**What is needed:** The records below must be transcribed exactly.

**Data extracts:**
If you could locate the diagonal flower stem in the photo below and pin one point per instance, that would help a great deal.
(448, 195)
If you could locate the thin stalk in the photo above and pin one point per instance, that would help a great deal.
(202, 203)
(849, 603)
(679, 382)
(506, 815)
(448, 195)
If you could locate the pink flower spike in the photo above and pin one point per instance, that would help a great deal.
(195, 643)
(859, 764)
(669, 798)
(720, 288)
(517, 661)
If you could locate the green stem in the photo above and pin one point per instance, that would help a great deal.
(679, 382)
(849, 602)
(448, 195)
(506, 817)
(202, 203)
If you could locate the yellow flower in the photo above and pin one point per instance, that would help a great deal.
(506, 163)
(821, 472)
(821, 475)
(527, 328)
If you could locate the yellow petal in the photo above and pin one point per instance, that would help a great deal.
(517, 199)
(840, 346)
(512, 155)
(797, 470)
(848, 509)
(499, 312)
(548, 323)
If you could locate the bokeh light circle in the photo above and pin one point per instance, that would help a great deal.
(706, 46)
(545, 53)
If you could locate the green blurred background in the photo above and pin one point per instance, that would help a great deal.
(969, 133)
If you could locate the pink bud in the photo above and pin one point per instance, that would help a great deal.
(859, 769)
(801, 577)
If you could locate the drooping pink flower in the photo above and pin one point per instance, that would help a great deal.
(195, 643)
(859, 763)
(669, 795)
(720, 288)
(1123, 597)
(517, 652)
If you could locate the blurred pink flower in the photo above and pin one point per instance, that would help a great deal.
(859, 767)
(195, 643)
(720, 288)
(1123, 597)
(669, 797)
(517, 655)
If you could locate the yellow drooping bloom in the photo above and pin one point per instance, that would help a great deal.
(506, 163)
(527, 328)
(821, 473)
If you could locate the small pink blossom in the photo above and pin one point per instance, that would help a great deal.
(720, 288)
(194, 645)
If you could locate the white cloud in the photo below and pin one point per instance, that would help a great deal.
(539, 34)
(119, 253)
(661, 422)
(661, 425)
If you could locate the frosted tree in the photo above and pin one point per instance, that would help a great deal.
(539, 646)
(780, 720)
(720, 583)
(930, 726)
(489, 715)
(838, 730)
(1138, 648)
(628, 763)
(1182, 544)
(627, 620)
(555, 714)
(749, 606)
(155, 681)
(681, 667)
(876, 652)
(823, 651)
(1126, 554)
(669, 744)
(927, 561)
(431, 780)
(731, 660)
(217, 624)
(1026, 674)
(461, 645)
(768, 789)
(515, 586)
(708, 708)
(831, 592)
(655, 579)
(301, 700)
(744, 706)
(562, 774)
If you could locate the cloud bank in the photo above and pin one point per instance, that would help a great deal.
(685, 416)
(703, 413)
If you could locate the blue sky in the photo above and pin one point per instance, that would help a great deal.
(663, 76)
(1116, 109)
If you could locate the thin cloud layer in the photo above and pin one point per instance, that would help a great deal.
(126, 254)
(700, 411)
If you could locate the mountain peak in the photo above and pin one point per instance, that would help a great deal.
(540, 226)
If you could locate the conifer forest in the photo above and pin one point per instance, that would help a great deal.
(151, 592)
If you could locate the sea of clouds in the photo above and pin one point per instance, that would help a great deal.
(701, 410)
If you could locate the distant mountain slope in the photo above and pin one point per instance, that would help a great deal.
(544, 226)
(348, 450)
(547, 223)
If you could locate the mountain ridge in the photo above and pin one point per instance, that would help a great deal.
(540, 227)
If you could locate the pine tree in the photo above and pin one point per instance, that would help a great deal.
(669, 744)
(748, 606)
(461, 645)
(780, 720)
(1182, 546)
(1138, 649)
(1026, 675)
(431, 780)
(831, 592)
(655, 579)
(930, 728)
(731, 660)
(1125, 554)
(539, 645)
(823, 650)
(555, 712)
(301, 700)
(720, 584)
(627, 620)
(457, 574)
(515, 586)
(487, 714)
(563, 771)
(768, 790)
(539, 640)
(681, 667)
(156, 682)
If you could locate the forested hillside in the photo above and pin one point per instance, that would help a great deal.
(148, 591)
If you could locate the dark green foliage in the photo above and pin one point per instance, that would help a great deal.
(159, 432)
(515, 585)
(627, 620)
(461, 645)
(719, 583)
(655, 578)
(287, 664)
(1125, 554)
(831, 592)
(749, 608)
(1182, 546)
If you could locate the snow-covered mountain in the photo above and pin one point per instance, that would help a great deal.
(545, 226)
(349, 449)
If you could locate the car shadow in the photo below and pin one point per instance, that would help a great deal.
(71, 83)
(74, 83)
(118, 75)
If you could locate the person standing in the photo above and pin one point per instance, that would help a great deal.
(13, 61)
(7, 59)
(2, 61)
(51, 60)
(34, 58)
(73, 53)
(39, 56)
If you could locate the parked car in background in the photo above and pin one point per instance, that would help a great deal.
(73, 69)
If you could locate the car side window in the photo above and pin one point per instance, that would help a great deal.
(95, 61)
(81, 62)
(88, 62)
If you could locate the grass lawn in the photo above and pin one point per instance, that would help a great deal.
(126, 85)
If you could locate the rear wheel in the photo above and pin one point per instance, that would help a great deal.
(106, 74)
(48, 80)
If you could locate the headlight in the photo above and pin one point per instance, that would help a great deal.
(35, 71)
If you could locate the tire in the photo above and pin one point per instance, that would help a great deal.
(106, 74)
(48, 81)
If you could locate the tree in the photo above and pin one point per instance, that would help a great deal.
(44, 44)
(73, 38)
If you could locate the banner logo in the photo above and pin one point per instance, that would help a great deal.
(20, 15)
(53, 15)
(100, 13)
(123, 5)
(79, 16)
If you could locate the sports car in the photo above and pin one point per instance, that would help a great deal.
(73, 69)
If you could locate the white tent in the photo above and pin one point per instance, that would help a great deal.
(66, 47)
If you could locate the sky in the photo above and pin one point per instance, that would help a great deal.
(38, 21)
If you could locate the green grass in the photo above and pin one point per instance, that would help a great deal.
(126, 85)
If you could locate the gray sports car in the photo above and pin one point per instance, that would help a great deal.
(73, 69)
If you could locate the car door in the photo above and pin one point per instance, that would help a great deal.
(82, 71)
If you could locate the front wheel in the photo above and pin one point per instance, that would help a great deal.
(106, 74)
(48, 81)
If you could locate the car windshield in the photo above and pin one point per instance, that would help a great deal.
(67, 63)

**Response:**
If you could locate the diagonal flower stem in the photo below and pin one point per instance, that would help a great deal.
(448, 195)
If you could locate the thin stalk in the photo above and pin one point per instance, that would help a great deal.
(202, 203)
(849, 603)
(679, 382)
(506, 815)
(448, 195)
If you could locate the pink flower spike in the photo above and pin one point per instance, that would help a great deal.
(195, 643)
(859, 764)
(669, 798)
(720, 288)
(517, 661)
If you could locate the green stem in the photo above and pin one point per instance, that would help a great deal.
(679, 382)
(849, 602)
(448, 195)
(506, 817)
(202, 203)
If you could locate the yellow flower in the photo above and pin one point per instance, that would help a great deal.
(506, 163)
(821, 472)
(821, 475)
(527, 328)
If you could locate the yellow petal in the photo above and pin one point per instance, that would help a great deal.
(517, 199)
(840, 346)
(512, 155)
(797, 470)
(848, 509)
(499, 312)
(548, 323)
If you could locate the bokeh light circle in the photo above and pin one point per instance, that would help a great deal.
(706, 46)
(545, 53)
If you could locate the green blurred background in the photo above and pin one point per instance, that would help a great deal.
(969, 133)
If you could locate the pink bud in the photo above and pin one point per instance, that would help a great deal.
(859, 769)
(801, 577)
If you could locate the drooping pink flower in the photo above and pin one point per instance, that would help a great deal.
(195, 643)
(859, 763)
(669, 795)
(720, 288)
(1123, 597)
(517, 652)
If you could locate the blurred pink flower in the photo above and pin one point per instance, that would help a great deal.
(859, 767)
(195, 643)
(720, 288)
(1123, 597)
(669, 797)
(517, 655)
If you could locate the yellow drooping bloom in the photo above and pin one point per instance, that would help a great deal.
(506, 163)
(527, 328)
(821, 473)
If you could locate the small pink blossom in the photo above and pin one point per instance, that would help a great deal.
(720, 288)
(194, 645)
If you could locate the white cloud in the photo below and pin one point per instance, that would help a great deal.
(539, 34)
(119, 253)
(661, 422)
(661, 425)
If you could locate the frosted tree in the photo above and pin one point per instance, that would help a great deal.
(539, 646)
(780, 720)
(720, 583)
(930, 726)
(489, 715)
(838, 730)
(1138, 648)
(628, 763)
(1182, 544)
(627, 620)
(555, 714)
(749, 606)
(155, 681)
(681, 667)
(876, 652)
(823, 651)
(1126, 554)
(669, 744)
(927, 561)
(431, 780)
(731, 660)
(217, 624)
(1026, 674)
(461, 645)
(768, 789)
(515, 586)
(708, 708)
(831, 592)
(655, 579)
(301, 700)
(744, 706)
(562, 774)
If you could locate the cloud bank in the photo above and pin one point per instance, that would help a great deal.
(685, 416)
(703, 413)
If you could locate the blue sky in the photo above and pin one point per instance, that would help a great deal.
(663, 76)
(1116, 109)
If you could locate the thin cloud layer in the photo above and pin one point per instance, that would help a great deal.
(126, 254)
(700, 411)
If you could locate the mountain peak in the photo above and pin one point per instance, that would help a great deal.
(540, 226)
If you could locate the conifer forest in the photo above and pin one point per instance, that would help a great deal.
(151, 592)
If you could locate the sea of clouds in the photo above and pin one point per instance, that would help a great deal.
(701, 410)
If you could locate the distant mountain slope in the photo above and pin one point per instance, that would help a great deal.
(544, 226)
(348, 450)
(547, 223)
If you could locate the mountain ridge in the photo above and pin one point per instance, that would help a great deal.
(540, 227)
If you could locate the pine tree in the photo above and pin one point per instance, that would help a great deal.
(669, 744)
(748, 606)
(461, 645)
(780, 720)
(1182, 546)
(1138, 649)
(1026, 675)
(431, 780)
(831, 592)
(655, 579)
(930, 728)
(731, 660)
(1125, 554)
(539, 645)
(823, 650)
(555, 712)
(301, 700)
(720, 584)
(627, 620)
(457, 574)
(515, 586)
(487, 714)
(563, 771)
(768, 790)
(539, 640)
(681, 667)
(156, 682)
If you could locate the forested hillside in the photo above and pin one point per instance, that would help a great deal.
(148, 591)
If you could locate the dark green foliage in the photo above and pin one point per instance, that would help a great deal.
(159, 432)
(515, 585)
(627, 620)
(461, 645)
(719, 583)
(655, 578)
(287, 664)
(1125, 554)
(831, 592)
(749, 608)
(1182, 546)
If you could locate the snow-covered mountain in the photo above and pin one point per instance, that would help a great deal.
(545, 226)
(349, 449)
If you could locate the car shadow in the photo below and pin one point per instance, that would help a great deal.
(71, 83)
(74, 83)
(118, 75)
If you could locate the person standing in the photo above and pin one point per instance, that would help a great deal.
(13, 61)
(7, 59)
(2, 61)
(51, 60)
(34, 58)
(73, 53)
(39, 56)
If you could locate the parked car in background in the photo above and pin one point per instance, that would help a great deal.
(73, 69)
If you could locate the car side window in the photo above and pin one point per instance, that would help a great deal.
(95, 61)
(81, 62)
(88, 62)
If you could locate the grass lawn in the photo above and pin one point per instance, that would help a great deal.
(126, 85)
If you could locate the rear wheel in the photo above and pin one point per instance, that would help a great deal.
(106, 74)
(48, 80)
If you could locate the headlight in the photo above and pin one point per instance, that would help a great deal.
(35, 71)
If you could locate the tire in the photo above and pin one point per instance, that would help a great deal.
(106, 74)
(48, 81)
If you could locate the tree in the photo above and pin one point per instance, that would help a great deal.
(44, 44)
(73, 38)
If you could locate the banner logo in the photo above and pin one point per instance, that would help a great deal.
(20, 15)
(53, 15)
(100, 13)
(123, 5)
(79, 16)
If you could locate the sports car in the photo above and pin one point per instance, that would help a great deal.
(73, 69)
If you could locate the white tent in the photo above and pin one point per instance, that would help a great deal.
(66, 47)
If you could locate the sky in the photo above and pin one point per instance, that would help a great deal.
(38, 21)
If you could locate the green grass in the photo above and pin one point per instance, that would help a great deal.
(126, 85)
If you could locate the gray sports car in the photo above and pin one point per instance, that would help a great deal.
(73, 69)
If you could locate the car door in the photo above and pin one point per instance, that would help a great deal.
(82, 71)
If you could locate the front wheel in the photo above and pin one point per instance, that would help a great deal.
(106, 74)
(48, 81)
If you could locate the car windshield in the photo above and pin one point per instance, that would help a great deal.
(67, 63)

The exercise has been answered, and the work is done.